**Region pointing data:**
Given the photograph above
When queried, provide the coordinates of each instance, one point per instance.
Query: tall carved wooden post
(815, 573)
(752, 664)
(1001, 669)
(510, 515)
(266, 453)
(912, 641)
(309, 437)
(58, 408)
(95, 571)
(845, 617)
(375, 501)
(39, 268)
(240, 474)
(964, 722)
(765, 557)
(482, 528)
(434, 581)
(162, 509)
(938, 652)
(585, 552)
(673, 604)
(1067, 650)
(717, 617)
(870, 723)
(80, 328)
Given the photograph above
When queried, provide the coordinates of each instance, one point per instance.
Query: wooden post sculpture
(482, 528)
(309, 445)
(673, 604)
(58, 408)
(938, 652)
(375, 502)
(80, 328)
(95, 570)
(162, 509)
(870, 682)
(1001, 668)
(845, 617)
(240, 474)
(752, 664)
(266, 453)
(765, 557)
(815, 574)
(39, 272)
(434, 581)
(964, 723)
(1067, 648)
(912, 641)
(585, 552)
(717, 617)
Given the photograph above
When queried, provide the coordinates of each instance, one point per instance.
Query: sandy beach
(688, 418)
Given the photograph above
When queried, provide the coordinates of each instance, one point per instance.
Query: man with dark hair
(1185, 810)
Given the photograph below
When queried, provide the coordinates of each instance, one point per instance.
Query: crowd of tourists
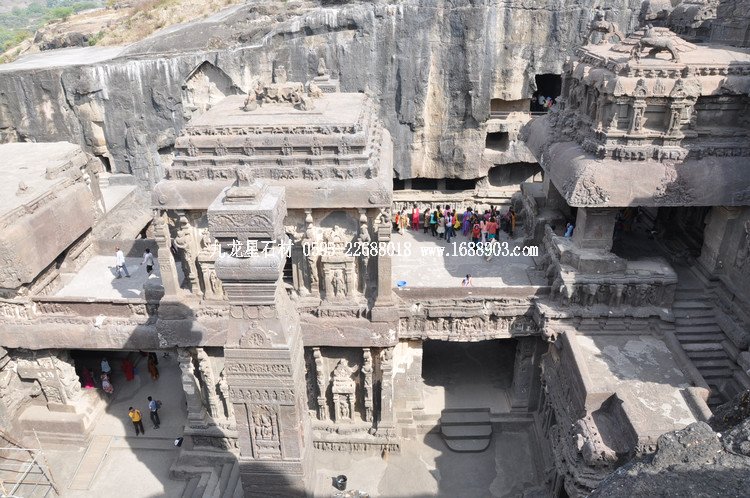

**Task item:**
Output every record above verbatim, excluding images.

**Solution to this task:**
Given the photograph above
When queried, provide the coordinates of each instance, one point per instance.
Query: tall carved wooden post
(815, 573)
(752, 664)
(1001, 669)
(510, 515)
(266, 453)
(912, 641)
(309, 437)
(58, 408)
(95, 571)
(845, 617)
(375, 501)
(39, 268)
(240, 474)
(964, 722)
(765, 557)
(482, 528)
(434, 581)
(162, 509)
(938, 652)
(585, 552)
(673, 604)
(1067, 650)
(717, 617)
(870, 723)
(80, 328)
Given the photograph above
When queried, provide the coordinates of each instance, one point per instance.
Query: wooden post sculpture
(482, 528)
(309, 445)
(673, 604)
(58, 408)
(938, 652)
(375, 502)
(80, 328)
(95, 570)
(162, 509)
(870, 682)
(1001, 668)
(845, 617)
(240, 474)
(752, 664)
(266, 453)
(765, 557)
(815, 574)
(39, 272)
(434, 581)
(964, 723)
(1067, 648)
(912, 641)
(585, 552)
(717, 617)
Given the photograph above
When queried, provide the coordinates of each instance, one point per instance.
Query: sandy beach
(688, 418)
Given the photograph above
When queried, provide the coordinates of each instance, one point per instance.
Query: man with dark hair
(1185, 810)
Given the photograph below
When queried, provide the coordinates of each instance, one point per instance.
Query: crowd of tourists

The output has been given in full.